**GOAL OF THE EXERCISE:** Continue the text below on U.S. sales tax for digital goods and services, picking up after its final sentence.
-- Start of TEXT PROVIDED --
United States

United States

RSM is in 90 locations across the United States and is headquartered in Chicago, Illinois. If the U.S. middle market was its own economy, it would be the fifth-largest in the world.

The following content was reviewed and updated as of Mar. 9, 2018.

Legislative effective date

Varies by state

Name of tax

Sales tax

Statute of limitation

Varies by state but three to four years is typical

Standard rate of sales tax

Zero to 10 percent depending on the particular state

Electronic supplies

In the United States, electronic services are differentiated as digital goods or digital services.

Digital goods covers:

  • Electronically delivered software
  • Digital consumer goods
  • Books
  • Music
  • Video games
  • Films
  • Downloadable applications (apps)

Digital services covers:

  • Transaction facilitation (e.g., trading platforms)
  • Social media
  • Data hosting and processing
  • Advertising
  • Software as a Service (SaaS)
  • Infrastructure as a Service (IaaS)
  • Platform as a Service (PaaS)
  • Enterprise as a Service (EaaS)

Registration

Registration in a particular state is determined by whether the business has nexus in that state.  The nexus rules vary across the United States and not all states apply each of the following tests, but for guidance purposes a nexus could potentially be created by:

  • Physical presence
  • Click-through nexus—Third-party web link established in the state
  • Affiliate nexus—Third party generating/maintaining a market
  • Economic nexus—Volume of business generated in the state
  • Marketplace nexus—The online market place operator might have obligations on behalf of the underlying vendor

These rules apply equally to non-U.S. suppliers as they do to U.S.-based suppliers.
-- End of TEXT PROVIDED --
-- Start of SOURCE MATERIAL --
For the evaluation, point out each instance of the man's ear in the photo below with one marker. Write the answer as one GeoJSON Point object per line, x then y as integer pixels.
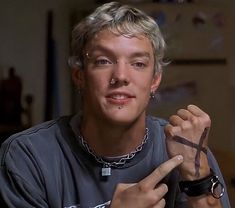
{"type": "Point", "coordinates": [78, 78]}
{"type": "Point", "coordinates": [156, 82]}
-- End of SOURCE MATERIAL --
**EXERCISE ANSWER:**
Customer identification

There is no differentiation made between a business or end consumer per se, but some types of organization that can provide a valid exemption certificate to a supplier can avoid being charged sales tax.  It is the supplier’s responsibility to confirm the validity of an exemption certificate.

Customer location

Sales tax is typically charged by reference to place of use. This means that a consumer’s normal place of residence is not a relevant factor and that suppliers will need to capture information as to the location where the service is used. Consequently, a user that registers a billing address in one state, but effectively uses the service in another state could be taxed based on the state rules applicable at the location of use.

Supplier identification

Any person making supplies of digital services is potentially subject to sales tax rules, but certain organizations might qualify for exemption. This will need to be tested on a case-by-case basis, but a typical example might be a nonprofit entity in the educational arena.

Procedural matters

Given the structure of the United States as 50 autonomous states (and a number of taxing jurisdictions within each state), the end result is approximately 7,000 taxing jurisdictions. 

Registration for sales tax is made at the state level assuming a nexus event has been created. Tax returns might need to be filed monthly, quarterly or annually depending on the particular state.

Historic transactions

Failure to register at the appropriate time could result in historic transactions being assessed, but if the taxpayer has voluntarily disclosed the failure then the look-back period is generally limited to the statute of limitations (three to four years).

Failure to remit tax that has been collected could result in criminal proceedings and in other circumstances penalties and interest charges could be levied.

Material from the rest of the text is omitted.